* [Task requirements] Return, unchanged, the lines of the listing below, from the line containing "Q: For each instance of the blonde woman" through the last line of the listing, with both of those lines included.

* [Available records]
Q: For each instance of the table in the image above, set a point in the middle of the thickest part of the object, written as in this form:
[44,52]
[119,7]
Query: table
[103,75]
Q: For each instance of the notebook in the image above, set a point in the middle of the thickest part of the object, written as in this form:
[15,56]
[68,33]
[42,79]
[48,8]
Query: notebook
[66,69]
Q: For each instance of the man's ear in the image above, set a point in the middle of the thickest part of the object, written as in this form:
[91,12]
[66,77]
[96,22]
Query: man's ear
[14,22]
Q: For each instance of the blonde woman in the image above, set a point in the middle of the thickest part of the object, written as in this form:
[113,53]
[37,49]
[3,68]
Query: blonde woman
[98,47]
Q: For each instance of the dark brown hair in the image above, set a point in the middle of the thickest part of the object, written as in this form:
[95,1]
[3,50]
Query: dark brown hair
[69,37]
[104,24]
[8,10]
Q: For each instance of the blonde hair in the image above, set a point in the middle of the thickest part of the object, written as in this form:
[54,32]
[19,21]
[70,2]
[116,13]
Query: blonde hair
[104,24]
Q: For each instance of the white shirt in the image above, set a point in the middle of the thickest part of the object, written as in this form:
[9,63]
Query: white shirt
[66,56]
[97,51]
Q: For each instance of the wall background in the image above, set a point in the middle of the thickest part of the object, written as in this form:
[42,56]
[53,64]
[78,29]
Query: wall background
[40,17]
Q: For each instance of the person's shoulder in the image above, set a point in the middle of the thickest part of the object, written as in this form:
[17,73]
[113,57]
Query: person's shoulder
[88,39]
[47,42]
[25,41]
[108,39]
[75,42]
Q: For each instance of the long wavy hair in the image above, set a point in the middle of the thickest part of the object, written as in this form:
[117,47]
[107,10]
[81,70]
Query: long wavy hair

* [Worked solution]
Q: For each instance of the blonde woman in the image above, set a point in the middle of the thickest part of the object, written as in this form:
[113,53]
[37,49]
[3,68]
Query: blonde woman
[98,47]
Q: For each instance of the dark brown hair in the image above, set a point in the middle of the thickest part of the object, written as in this form:
[95,1]
[3,50]
Query: dark brown hair
[69,37]
[104,24]
[8,10]
Q: For each instance of the blonde hair in the image above, set a point in the middle of the thickest part of the object, written as in this form:
[54,32]
[19,21]
[70,2]
[116,13]
Query: blonde hair
[104,24]
Q: For each instance of the white shirt in the image above, set a point in the middle of the thickest part of the object, written as in this form:
[9,63]
Query: white shirt
[66,56]
[97,51]
Q: For each instance of the wall background in the image above, set a point in the middle of the thickest part of the object, written as in this form:
[42,56]
[53,64]
[78,29]
Query: wall background
[40,17]
Q: For each instance of the person's shoulder in the image above, set a point in the middle of the thickest part of the object, written as in this form:
[17,73]
[113,57]
Query: person's shoulder
[88,39]
[47,42]
[25,41]
[108,39]
[75,42]
Q: For each instance of the long wavy hair in the image above, set a point in the middle of the thickest part of the object, written as in this form:
[117,47]
[107,10]
[81,70]
Query: long wavy hair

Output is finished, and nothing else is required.